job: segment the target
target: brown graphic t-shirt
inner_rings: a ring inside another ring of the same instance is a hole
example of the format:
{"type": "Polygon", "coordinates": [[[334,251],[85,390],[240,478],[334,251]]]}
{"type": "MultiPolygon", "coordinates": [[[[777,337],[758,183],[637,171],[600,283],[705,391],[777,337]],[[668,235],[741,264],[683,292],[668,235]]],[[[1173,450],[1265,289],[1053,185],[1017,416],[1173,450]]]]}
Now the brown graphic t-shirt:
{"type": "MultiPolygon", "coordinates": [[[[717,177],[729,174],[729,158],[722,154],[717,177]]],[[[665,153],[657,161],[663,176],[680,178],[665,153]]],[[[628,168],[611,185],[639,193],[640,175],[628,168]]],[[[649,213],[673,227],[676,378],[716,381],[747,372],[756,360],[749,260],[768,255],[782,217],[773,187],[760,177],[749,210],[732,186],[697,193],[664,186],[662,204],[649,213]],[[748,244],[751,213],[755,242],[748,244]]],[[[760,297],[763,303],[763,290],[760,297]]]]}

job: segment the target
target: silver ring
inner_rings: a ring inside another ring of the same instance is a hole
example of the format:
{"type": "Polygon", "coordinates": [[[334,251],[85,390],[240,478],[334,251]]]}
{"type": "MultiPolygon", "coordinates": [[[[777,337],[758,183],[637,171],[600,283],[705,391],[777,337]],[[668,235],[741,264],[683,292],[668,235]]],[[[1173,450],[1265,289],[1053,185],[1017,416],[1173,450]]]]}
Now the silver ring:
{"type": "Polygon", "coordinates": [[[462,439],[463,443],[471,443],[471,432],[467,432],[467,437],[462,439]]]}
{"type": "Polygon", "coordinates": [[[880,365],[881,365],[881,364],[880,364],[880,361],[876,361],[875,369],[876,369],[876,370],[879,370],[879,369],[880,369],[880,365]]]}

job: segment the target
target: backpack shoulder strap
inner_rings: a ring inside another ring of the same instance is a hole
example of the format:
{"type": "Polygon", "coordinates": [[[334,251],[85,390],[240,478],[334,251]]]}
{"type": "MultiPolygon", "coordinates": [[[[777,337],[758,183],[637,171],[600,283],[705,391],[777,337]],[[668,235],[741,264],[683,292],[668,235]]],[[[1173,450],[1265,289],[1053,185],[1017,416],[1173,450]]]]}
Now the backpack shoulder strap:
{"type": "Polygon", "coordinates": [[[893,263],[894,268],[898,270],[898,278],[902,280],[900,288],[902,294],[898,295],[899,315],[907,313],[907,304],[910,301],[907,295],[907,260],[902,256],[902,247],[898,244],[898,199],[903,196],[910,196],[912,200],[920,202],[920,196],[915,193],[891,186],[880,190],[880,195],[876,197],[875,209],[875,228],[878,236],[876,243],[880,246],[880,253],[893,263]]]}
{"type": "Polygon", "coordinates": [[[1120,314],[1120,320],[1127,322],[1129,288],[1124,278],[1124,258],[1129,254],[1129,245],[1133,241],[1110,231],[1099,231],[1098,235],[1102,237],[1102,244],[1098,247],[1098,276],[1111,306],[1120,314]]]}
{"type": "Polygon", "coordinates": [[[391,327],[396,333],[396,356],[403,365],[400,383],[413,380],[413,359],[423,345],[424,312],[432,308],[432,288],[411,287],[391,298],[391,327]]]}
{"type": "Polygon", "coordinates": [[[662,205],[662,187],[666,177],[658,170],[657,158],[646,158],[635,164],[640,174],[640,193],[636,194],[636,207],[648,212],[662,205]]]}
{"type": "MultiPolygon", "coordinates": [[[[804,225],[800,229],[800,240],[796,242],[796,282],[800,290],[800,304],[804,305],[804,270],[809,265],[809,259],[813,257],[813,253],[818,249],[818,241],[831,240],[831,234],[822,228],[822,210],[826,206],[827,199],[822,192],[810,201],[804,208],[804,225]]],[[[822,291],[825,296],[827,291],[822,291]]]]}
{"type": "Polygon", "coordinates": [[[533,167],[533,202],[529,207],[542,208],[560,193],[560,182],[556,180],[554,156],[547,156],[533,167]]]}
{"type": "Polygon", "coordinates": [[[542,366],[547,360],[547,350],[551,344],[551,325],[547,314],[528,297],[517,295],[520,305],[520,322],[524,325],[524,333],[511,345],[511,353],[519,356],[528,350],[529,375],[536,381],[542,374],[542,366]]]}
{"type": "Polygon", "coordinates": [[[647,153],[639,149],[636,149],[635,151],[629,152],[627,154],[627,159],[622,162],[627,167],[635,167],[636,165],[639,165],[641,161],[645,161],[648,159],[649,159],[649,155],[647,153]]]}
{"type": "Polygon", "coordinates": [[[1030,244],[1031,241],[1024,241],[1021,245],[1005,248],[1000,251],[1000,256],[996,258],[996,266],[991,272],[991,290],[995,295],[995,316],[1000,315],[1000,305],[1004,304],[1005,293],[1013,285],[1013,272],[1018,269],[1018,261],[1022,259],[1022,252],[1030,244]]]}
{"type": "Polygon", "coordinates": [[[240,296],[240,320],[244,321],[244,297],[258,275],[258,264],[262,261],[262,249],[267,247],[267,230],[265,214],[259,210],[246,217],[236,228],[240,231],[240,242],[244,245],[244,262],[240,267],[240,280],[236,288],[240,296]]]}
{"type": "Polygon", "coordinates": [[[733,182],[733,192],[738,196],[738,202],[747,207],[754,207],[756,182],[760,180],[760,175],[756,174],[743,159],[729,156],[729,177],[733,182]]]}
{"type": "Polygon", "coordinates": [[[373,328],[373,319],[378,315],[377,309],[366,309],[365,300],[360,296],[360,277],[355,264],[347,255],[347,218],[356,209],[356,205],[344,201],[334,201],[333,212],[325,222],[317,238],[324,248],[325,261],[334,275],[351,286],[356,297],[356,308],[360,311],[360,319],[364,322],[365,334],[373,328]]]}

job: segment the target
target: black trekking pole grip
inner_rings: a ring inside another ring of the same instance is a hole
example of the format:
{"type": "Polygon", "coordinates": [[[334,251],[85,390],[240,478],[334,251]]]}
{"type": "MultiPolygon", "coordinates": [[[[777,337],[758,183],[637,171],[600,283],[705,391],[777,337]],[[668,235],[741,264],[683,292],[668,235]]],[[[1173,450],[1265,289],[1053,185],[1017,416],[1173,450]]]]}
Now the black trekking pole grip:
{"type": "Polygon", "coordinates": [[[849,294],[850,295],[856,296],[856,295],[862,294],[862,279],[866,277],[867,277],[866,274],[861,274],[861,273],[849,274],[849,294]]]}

━━━━━━━━━━━━━━━━

### Your task
Your reply should be all of the data, returned exactly.

### Response to the exercise
job: segment the target
target: brown graphic t-shirt
inner_rings: a ring inside another ring of the same instance is a hole
example of the format:
{"type": "Polygon", "coordinates": [[[334,251],[85,390],[240,478],[334,251]]]}
{"type": "MultiPolygon", "coordinates": [[[[777,337],[758,183],[637,171],[600,283],[705,391],[777,337]],[[668,235],[741,264],[683,292],[668,235]]],[[[1173,450],[1265,289],[1053,185],[1017,416],[1173,450]]]]}
Now the brown graphic t-shirt:
{"type": "MultiPolygon", "coordinates": [[[[717,177],[729,174],[729,158],[722,154],[717,177]]],[[[665,153],[657,161],[663,176],[680,178],[665,153]]],[[[628,168],[611,185],[639,193],[640,175],[628,168]]],[[[649,213],[673,227],[676,378],[716,381],[747,372],[756,360],[749,260],[768,255],[782,217],[773,187],[760,177],[749,210],[732,186],[697,193],[664,186],[662,204],[649,213]],[[748,244],[751,213],[755,242],[748,244]]],[[[760,297],[763,303],[763,290],[760,297]]]]}

job: segment the target
target: silver ring
inner_rings: a ring inside another ring of the same instance is a hole
example of the format:
{"type": "Polygon", "coordinates": [[[334,251],[85,390],[240,478],[334,251]]]}
{"type": "MultiPolygon", "coordinates": [[[[777,337],[758,183],[637,171],[600,283],[705,391],[777,337]],[[668,235],[741,264],[683,292],[668,235]]],[[[1173,450],[1265,289],[1053,185],[1017,416],[1173,450]]]]}
Now the silver ring:
{"type": "Polygon", "coordinates": [[[462,439],[463,443],[471,443],[471,432],[467,432],[467,437],[462,439]]]}
{"type": "Polygon", "coordinates": [[[880,365],[881,365],[881,364],[880,364],[880,361],[876,361],[875,369],[876,369],[876,370],[879,370],[879,369],[880,369],[880,365]]]}

job: segment the target
target: backpack shoulder strap
inner_rings: a ring inside another ring of the same instance is a hole
example of the format:
{"type": "Polygon", "coordinates": [[[334,251],[85,390],[240,478],[334,251]]]}
{"type": "MultiPolygon", "coordinates": [[[[777,337],[758,183],[637,171],[600,283],[705,391],[777,337]],[[668,235],[741,264],[683,292],[668,235]]],[[[1173,450],[1265,289],[1053,185],[1017,416],[1173,450]]]]}
Now the backpack shoulder strap:
{"type": "Polygon", "coordinates": [[[893,263],[894,268],[898,270],[898,278],[902,280],[900,288],[902,294],[898,295],[899,315],[907,313],[907,304],[910,301],[907,295],[907,260],[902,256],[902,247],[898,244],[898,199],[903,196],[910,196],[912,200],[920,202],[920,196],[915,193],[891,186],[880,190],[880,195],[876,197],[875,209],[875,228],[878,236],[876,243],[880,246],[880,253],[893,263]]]}
{"type": "Polygon", "coordinates": [[[1120,314],[1120,320],[1127,322],[1129,288],[1124,278],[1124,258],[1129,254],[1129,245],[1133,241],[1110,231],[1099,231],[1098,235],[1102,237],[1102,244],[1098,247],[1098,276],[1111,306],[1120,314]]]}
{"type": "Polygon", "coordinates": [[[391,327],[396,333],[396,356],[403,365],[400,383],[413,380],[413,359],[423,345],[424,312],[432,308],[432,288],[411,287],[391,298],[391,327]]]}
{"type": "Polygon", "coordinates": [[[662,205],[662,187],[666,177],[658,170],[657,158],[646,158],[635,164],[640,174],[640,193],[636,194],[636,207],[648,212],[662,205]]]}
{"type": "MultiPolygon", "coordinates": [[[[804,225],[800,229],[800,240],[796,242],[796,282],[800,290],[800,304],[804,305],[804,270],[809,265],[809,259],[813,257],[813,253],[818,249],[818,241],[831,240],[831,234],[822,228],[822,210],[826,206],[827,199],[822,192],[810,201],[804,208],[804,225]]],[[[822,291],[825,296],[827,291],[822,291]]]]}
{"type": "Polygon", "coordinates": [[[533,167],[533,202],[529,207],[542,208],[560,193],[560,182],[556,180],[554,156],[547,156],[533,167]]]}
{"type": "Polygon", "coordinates": [[[542,366],[547,360],[547,350],[551,344],[551,325],[547,314],[528,297],[517,295],[520,305],[520,322],[524,325],[524,333],[511,345],[511,353],[519,356],[528,350],[529,375],[536,381],[542,374],[542,366]]]}
{"type": "Polygon", "coordinates": [[[647,153],[639,149],[636,149],[635,151],[629,152],[627,154],[627,159],[622,162],[627,167],[635,167],[636,165],[639,165],[641,161],[645,161],[648,159],[649,159],[649,155],[647,153]]]}
{"type": "Polygon", "coordinates": [[[1030,244],[1031,241],[1024,241],[1021,245],[1005,248],[1000,251],[1000,256],[996,258],[996,266],[991,272],[991,290],[995,295],[995,316],[1000,315],[1000,305],[1004,304],[1005,293],[1013,285],[1013,272],[1018,269],[1018,261],[1022,259],[1022,252],[1030,244]]]}
{"type": "Polygon", "coordinates": [[[240,296],[240,320],[244,321],[244,297],[258,275],[258,264],[262,261],[262,249],[267,247],[267,230],[265,214],[259,210],[246,217],[236,228],[240,231],[240,242],[244,245],[244,262],[240,267],[240,280],[236,288],[240,296]]]}
{"type": "Polygon", "coordinates": [[[733,182],[733,192],[738,196],[738,202],[747,207],[754,207],[756,182],[760,180],[760,175],[756,174],[743,159],[729,156],[729,177],[733,182]]]}
{"type": "Polygon", "coordinates": [[[373,328],[373,319],[378,315],[377,309],[366,309],[365,300],[360,296],[360,277],[355,264],[347,255],[347,218],[356,209],[356,205],[344,201],[334,201],[333,212],[325,222],[317,238],[324,248],[325,261],[334,275],[351,286],[356,297],[356,308],[360,311],[360,319],[364,322],[365,334],[373,328]]]}

job: segment the target
target: black trekking pole grip
inner_rings: a ring inside another ring of the same instance is a hole
example of the format:
{"type": "Polygon", "coordinates": [[[334,251],[85,390],[240,478],[334,251]]]}
{"type": "MultiPolygon", "coordinates": [[[[777,337],[758,183],[637,171],[600,283],[705,391],[777,337]],[[668,235],[741,264],[683,292],[668,235]]],[[[1173,450],[1265,289],[1053,185],[1017,416],[1173,450]]]]}
Now the black trekking pole grip:
{"type": "Polygon", "coordinates": [[[849,294],[850,295],[856,296],[856,295],[862,294],[862,279],[866,277],[867,277],[866,274],[861,274],[861,273],[849,274],[849,294]]]}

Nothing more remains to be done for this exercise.